■ Aim ■
Copy out, word for word, everything from the line containing "Would you kindly indicate the wooden" down to the end of the data below.

··· Listing ···

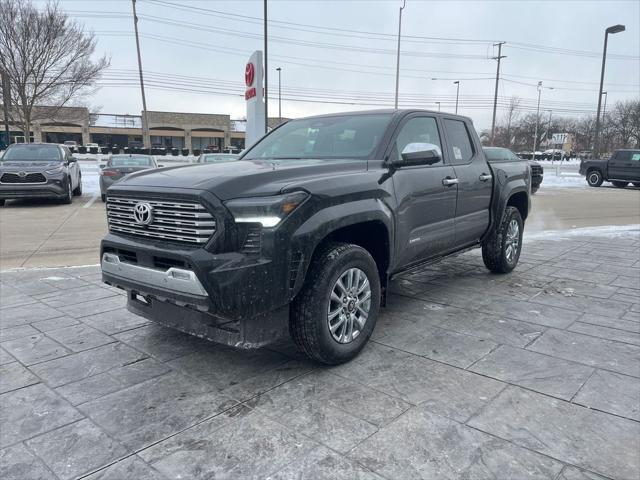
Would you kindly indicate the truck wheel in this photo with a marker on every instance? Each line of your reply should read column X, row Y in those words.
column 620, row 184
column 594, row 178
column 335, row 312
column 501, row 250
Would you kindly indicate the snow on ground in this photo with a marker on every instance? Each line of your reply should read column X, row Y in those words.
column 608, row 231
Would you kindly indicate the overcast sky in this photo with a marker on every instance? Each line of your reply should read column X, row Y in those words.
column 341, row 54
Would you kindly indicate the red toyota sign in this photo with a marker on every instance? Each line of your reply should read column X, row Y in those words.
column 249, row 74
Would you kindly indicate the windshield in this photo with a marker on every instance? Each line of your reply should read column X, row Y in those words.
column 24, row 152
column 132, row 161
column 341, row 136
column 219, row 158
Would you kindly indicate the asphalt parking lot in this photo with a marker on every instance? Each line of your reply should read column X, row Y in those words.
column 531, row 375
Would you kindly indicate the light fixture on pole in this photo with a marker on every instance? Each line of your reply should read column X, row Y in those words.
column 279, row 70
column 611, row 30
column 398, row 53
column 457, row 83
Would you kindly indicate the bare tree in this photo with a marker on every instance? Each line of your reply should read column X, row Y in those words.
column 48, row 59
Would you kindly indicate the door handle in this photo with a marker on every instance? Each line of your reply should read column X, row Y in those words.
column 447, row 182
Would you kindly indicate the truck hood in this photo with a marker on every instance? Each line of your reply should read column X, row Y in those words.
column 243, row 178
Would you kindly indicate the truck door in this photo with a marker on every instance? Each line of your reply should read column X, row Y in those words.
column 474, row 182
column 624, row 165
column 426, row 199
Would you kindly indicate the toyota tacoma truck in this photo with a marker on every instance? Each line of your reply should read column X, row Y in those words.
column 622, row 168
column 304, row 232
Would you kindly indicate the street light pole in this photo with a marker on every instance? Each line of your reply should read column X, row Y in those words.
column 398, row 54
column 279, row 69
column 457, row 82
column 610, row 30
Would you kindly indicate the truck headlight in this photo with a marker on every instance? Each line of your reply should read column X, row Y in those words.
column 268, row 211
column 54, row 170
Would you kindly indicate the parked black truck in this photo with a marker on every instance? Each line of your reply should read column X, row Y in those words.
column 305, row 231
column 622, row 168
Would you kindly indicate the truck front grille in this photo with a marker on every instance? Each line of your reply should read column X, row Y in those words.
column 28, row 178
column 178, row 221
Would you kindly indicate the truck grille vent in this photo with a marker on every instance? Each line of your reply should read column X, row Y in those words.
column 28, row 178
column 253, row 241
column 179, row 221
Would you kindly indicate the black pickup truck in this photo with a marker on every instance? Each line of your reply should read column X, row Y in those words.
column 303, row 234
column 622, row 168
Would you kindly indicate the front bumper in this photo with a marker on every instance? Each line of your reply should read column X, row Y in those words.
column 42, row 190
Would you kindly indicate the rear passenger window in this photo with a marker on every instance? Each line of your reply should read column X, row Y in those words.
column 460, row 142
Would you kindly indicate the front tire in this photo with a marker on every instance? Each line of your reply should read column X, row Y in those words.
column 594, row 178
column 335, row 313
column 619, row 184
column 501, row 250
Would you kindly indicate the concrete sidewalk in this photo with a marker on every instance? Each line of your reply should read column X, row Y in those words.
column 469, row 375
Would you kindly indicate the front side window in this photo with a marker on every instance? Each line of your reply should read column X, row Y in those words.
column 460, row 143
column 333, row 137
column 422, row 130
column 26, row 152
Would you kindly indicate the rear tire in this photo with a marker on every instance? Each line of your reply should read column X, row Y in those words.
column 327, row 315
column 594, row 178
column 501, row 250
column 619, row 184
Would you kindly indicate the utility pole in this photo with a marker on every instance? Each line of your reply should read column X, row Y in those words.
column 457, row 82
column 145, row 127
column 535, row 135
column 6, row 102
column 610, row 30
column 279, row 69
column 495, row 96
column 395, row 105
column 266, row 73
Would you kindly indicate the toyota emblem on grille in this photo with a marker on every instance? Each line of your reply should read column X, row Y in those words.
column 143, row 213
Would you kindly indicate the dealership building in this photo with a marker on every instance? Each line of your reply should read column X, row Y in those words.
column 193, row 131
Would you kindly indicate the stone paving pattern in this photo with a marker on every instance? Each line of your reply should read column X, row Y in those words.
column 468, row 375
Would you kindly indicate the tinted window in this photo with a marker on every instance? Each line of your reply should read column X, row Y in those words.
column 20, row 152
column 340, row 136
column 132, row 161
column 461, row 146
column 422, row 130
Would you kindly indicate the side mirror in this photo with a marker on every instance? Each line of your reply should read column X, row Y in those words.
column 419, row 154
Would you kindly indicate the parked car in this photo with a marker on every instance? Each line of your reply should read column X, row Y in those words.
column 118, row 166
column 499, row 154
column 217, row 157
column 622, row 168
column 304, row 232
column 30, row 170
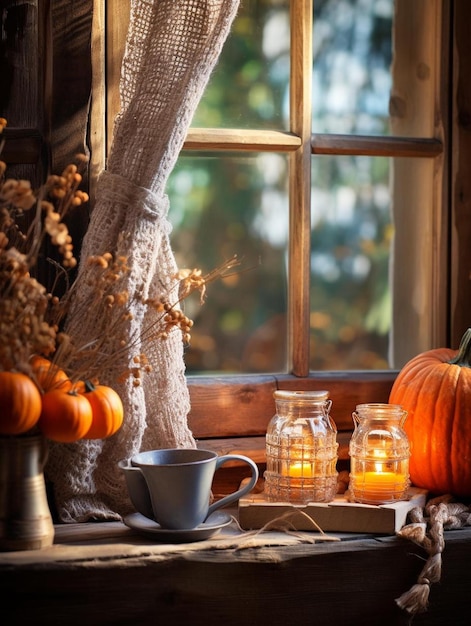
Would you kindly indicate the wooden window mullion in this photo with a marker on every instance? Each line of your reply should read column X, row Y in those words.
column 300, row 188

···

■ Exercise response ■
Would you kindly indicate the wooden window mullion in this photo with a marker on every instance? Each line of your reply should read column X, row Y in those words.
column 300, row 188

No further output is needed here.